(Request) Reproduce all the entries exactly.

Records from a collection
———

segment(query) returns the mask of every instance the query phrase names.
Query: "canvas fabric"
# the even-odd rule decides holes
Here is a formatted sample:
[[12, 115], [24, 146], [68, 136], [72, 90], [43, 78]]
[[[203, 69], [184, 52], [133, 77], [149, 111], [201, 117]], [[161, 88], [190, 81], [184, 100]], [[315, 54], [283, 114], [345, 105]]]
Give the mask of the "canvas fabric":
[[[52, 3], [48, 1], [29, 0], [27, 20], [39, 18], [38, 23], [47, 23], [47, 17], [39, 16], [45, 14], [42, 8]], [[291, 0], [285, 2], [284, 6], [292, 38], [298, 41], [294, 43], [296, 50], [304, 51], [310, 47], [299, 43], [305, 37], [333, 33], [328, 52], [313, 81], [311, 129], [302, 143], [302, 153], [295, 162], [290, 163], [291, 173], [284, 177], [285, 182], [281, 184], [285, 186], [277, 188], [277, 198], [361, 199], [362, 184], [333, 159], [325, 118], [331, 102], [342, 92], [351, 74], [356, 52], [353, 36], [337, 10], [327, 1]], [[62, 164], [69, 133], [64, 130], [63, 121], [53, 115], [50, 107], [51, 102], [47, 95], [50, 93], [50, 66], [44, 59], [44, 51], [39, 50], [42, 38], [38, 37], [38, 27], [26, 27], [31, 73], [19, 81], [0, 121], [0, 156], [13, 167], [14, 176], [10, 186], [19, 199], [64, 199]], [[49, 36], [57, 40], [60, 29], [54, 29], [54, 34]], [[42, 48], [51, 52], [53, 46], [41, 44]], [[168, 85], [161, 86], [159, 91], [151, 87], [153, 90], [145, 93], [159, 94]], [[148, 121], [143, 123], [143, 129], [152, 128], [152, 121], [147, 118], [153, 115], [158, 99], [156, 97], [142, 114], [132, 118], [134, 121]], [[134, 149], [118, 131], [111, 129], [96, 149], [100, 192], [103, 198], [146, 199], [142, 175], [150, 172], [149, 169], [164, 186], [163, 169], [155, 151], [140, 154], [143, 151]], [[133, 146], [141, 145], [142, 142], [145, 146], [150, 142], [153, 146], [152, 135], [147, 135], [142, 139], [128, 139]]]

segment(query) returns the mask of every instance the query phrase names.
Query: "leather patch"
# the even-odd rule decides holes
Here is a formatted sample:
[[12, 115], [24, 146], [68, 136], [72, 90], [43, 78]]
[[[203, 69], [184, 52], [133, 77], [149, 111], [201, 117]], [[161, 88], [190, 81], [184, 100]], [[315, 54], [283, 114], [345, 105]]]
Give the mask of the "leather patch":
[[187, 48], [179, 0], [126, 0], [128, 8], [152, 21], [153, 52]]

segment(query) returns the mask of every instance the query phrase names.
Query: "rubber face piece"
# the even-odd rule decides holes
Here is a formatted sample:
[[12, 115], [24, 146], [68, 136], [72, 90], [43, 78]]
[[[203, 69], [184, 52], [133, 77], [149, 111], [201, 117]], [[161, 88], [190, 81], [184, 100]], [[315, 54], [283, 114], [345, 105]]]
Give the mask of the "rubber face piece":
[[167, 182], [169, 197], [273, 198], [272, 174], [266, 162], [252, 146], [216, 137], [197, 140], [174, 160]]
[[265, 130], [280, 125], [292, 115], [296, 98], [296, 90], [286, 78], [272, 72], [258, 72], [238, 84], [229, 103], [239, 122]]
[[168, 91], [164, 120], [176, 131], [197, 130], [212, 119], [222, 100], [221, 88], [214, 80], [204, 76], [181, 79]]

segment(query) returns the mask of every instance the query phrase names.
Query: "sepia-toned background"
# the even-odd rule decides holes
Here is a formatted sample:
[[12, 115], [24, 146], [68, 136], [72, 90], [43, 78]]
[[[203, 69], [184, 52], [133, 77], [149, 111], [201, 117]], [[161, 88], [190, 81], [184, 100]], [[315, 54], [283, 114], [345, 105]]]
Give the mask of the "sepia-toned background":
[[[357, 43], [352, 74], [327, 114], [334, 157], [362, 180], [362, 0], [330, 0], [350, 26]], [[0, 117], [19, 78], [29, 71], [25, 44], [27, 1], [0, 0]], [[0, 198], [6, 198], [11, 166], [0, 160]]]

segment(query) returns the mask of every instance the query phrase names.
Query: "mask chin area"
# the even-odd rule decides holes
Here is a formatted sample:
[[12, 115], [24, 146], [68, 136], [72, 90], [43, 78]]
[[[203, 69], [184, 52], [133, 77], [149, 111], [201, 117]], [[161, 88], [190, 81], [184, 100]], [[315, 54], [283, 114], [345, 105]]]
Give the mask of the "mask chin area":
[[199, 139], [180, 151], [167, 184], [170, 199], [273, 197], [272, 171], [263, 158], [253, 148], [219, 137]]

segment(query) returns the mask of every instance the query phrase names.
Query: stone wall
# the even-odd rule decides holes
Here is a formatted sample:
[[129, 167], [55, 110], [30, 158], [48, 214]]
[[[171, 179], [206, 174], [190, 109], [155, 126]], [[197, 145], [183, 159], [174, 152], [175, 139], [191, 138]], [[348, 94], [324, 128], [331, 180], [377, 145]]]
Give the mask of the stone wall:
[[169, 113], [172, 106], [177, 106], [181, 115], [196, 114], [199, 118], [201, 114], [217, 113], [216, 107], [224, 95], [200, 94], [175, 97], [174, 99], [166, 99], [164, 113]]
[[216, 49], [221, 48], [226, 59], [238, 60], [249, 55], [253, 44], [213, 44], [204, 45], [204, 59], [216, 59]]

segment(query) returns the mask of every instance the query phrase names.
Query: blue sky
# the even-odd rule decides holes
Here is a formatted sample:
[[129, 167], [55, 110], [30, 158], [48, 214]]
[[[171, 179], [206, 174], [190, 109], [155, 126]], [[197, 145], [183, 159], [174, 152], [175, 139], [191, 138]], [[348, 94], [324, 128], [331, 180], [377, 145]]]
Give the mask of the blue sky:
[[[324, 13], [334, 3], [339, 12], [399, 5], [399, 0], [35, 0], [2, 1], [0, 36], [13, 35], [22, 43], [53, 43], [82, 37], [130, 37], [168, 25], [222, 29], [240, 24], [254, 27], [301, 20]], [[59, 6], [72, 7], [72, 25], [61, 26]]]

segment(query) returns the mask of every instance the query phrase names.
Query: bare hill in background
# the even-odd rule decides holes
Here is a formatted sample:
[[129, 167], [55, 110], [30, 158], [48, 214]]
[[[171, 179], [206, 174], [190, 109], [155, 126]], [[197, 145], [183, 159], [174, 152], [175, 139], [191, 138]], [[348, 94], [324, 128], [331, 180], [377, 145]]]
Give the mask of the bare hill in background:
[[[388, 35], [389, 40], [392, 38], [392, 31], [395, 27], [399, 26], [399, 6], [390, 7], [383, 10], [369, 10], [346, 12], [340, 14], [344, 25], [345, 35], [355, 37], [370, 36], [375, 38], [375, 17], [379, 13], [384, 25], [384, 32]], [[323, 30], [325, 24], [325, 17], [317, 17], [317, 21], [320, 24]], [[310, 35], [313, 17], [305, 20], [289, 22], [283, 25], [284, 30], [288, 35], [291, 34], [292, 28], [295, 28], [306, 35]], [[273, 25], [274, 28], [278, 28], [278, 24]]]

———

(Finished answer)
segment(query) returns the mask of every instance the query phrase names.
Query: "canvas fabric"
# the even-odd rule decides holes
Here is a formatted sample:
[[12, 115], [24, 146], [68, 136], [72, 90], [43, 78]]
[[[203, 69], [184, 52], [133, 77], [149, 111], [201, 117]], [[161, 88], [190, 81], [184, 100]], [[315, 54], [283, 114], [345, 105]]]
Give the mask of the "canvas fabric":
[[[52, 3], [48, 1], [29, 0], [27, 20], [39, 18], [38, 23], [47, 23], [47, 17], [39, 16], [45, 14], [42, 8]], [[291, 0], [285, 2], [284, 6], [292, 38], [298, 41], [294, 43], [296, 50], [304, 51], [310, 47], [299, 43], [305, 37], [333, 33], [328, 52], [313, 81], [311, 129], [302, 143], [302, 153], [295, 162], [290, 163], [291, 173], [284, 177], [285, 182], [281, 184], [285, 186], [277, 188], [277, 198], [361, 199], [362, 184], [333, 159], [325, 118], [331, 102], [342, 92], [351, 74], [356, 52], [353, 36], [337, 10], [327, 1]], [[62, 164], [69, 133], [64, 130], [63, 121], [53, 115], [50, 107], [51, 102], [47, 95], [50, 93], [50, 66], [44, 59], [44, 51], [39, 50], [42, 38], [38, 37], [38, 27], [26, 27], [31, 73], [19, 81], [0, 121], [0, 156], [13, 167], [14, 176], [10, 186], [19, 199], [64, 199]], [[49, 36], [57, 40], [60, 29], [54, 29], [54, 34]], [[42, 48], [51, 52], [53, 46], [41, 44]], [[168, 85], [161, 86], [159, 91], [151, 87], [153, 90], [145, 93], [159, 94]], [[148, 121], [143, 123], [143, 129], [152, 128], [152, 121], [147, 118], [153, 115], [158, 99], [156, 97], [142, 114], [132, 118], [134, 121]], [[134, 149], [118, 131], [111, 129], [96, 149], [100, 192], [103, 198], [146, 199], [142, 175], [150, 172], [149, 169], [164, 186], [163, 169], [155, 151], [140, 154], [143, 151]], [[133, 146], [141, 145], [142, 142], [145, 146], [150, 142], [153, 146], [152, 135], [147, 135], [142, 139], [128, 139]]]

segment(query) returns the mask of every instance the query phrase names.
Query: "leather patch"
# the even-odd rule decides holes
Here is a formatted sample:
[[12, 115], [24, 146], [68, 136], [72, 90], [43, 78]]
[[[203, 69], [184, 52], [133, 77], [149, 111], [201, 117]], [[161, 88], [190, 81], [184, 100]], [[315, 54], [283, 114], [345, 105]]]
Give the mask of the "leather patch":
[[187, 48], [179, 0], [126, 0], [128, 8], [152, 21], [153, 52]]

segment(query) returns the mask of every instance the query phrase names.
Query: "rubber face piece"
# the even-odd rule decides holes
Here is a formatted sample:
[[12, 115], [24, 146], [68, 136], [72, 90], [43, 78]]
[[[203, 69], [184, 52], [133, 77], [149, 111], [201, 117]], [[161, 88], [190, 81], [184, 100]], [[315, 54], [283, 114], [345, 105]]]
Give the mask of the "rubber face piece":
[[167, 182], [169, 197], [273, 198], [272, 174], [266, 162], [252, 146], [216, 137], [197, 140], [174, 160]]
[[265, 130], [280, 125], [292, 115], [296, 98], [296, 90], [286, 78], [272, 72], [258, 72], [238, 84], [229, 103], [239, 122]]
[[168, 91], [164, 120], [176, 131], [197, 130], [212, 119], [222, 100], [221, 88], [214, 80], [204, 76], [181, 79]]

segment(query) returns the mask of every instance the query phrase names.
Query: "sepia-toned background"
# the even-odd rule decides holes
Here is a formatted sample:
[[12, 115], [24, 146], [68, 136], [72, 90], [43, 78]]
[[[203, 69], [184, 52], [133, 77], [149, 111], [201, 117]], [[161, 88], [190, 81], [184, 100]], [[315, 54], [283, 114], [345, 105]]]
Give the mask of the "sepia-toned background":
[[[357, 43], [352, 74], [327, 114], [334, 157], [362, 180], [362, 0], [330, 0], [350, 26]], [[0, 117], [19, 78], [29, 71], [25, 44], [27, 1], [0, 0]], [[0, 198], [6, 198], [11, 166], [0, 160]]]

segment(query) returns the mask of every instance the query phrase names.
Query: "mask chin area"
# the even-odd rule decides holes
Here is a formatted sample:
[[12, 115], [24, 146], [68, 136], [72, 90], [43, 78]]
[[[203, 69], [184, 52], [133, 77], [149, 111], [201, 117]], [[161, 88], [190, 81], [184, 100]], [[315, 54], [283, 114], [345, 105]]]
Give the mask of the "mask chin area":
[[199, 139], [180, 151], [167, 184], [170, 199], [273, 197], [272, 171], [263, 158], [253, 148], [219, 137]]

segment(query) returns the mask of every instance the query phrase names.
Query: stone wall
# the even-odd rule decides holes
Here is a formatted sample:
[[129, 167], [55, 110], [30, 158], [48, 214]]
[[[171, 179], [206, 174], [190, 109], [155, 126]], [[197, 145], [183, 159], [174, 152], [175, 139], [191, 138]], [[348, 94], [324, 128], [331, 180], [377, 145]]]
Give the mask of the stone wall:
[[169, 113], [172, 106], [177, 106], [181, 115], [196, 114], [199, 118], [201, 114], [217, 113], [216, 107], [224, 95], [200, 94], [175, 97], [174, 99], [166, 99], [164, 113]]
[[216, 49], [221, 48], [226, 59], [238, 60], [249, 55], [253, 44], [213, 44], [204, 45], [204, 59], [216, 59]]

segment(query) returns the mask of every instance the query phrase names.
Query: blue sky
# the even-odd rule decides holes
Here is a formatted sample:
[[129, 167], [55, 110], [30, 158], [48, 214]]
[[[171, 179], [206, 174], [190, 109], [155, 126]], [[197, 145], [183, 159], [174, 152], [175, 139], [191, 138]], [[348, 94], [324, 128], [331, 180], [377, 145]]]
Give the mask of the blue sky:
[[[324, 13], [334, 3], [339, 12], [399, 5], [399, 0], [35, 0], [2, 1], [0, 36], [13, 35], [22, 43], [53, 43], [82, 37], [130, 37], [168, 25], [222, 29], [240, 24], [254, 27], [301, 20]], [[59, 6], [72, 7], [72, 25], [61, 26]]]

segment(query) returns the mask of every instance the query phrase names.
Query: bare hill in background
# the even-odd rule decides holes
Here is a formatted sample:
[[129, 167], [55, 110], [30, 158], [48, 214]]
[[[171, 179], [206, 174], [190, 109], [155, 126]], [[197, 145], [183, 159], [174, 152], [175, 139], [191, 138]], [[348, 94], [324, 128], [331, 180], [377, 145]]]
Give the mask of the bare hill in background:
[[[388, 35], [389, 40], [392, 38], [392, 31], [395, 27], [399, 26], [399, 6], [390, 7], [383, 10], [369, 10], [346, 12], [340, 14], [344, 25], [345, 35], [355, 37], [370, 36], [375, 38], [375, 17], [379, 13], [384, 25], [384, 32]], [[323, 30], [325, 24], [325, 17], [317, 17], [317, 21], [320, 24]], [[310, 35], [313, 17], [305, 20], [289, 22], [283, 25], [284, 30], [288, 35], [291, 34], [292, 28], [295, 28], [306, 35]], [[273, 25], [274, 28], [278, 28], [278, 24]]]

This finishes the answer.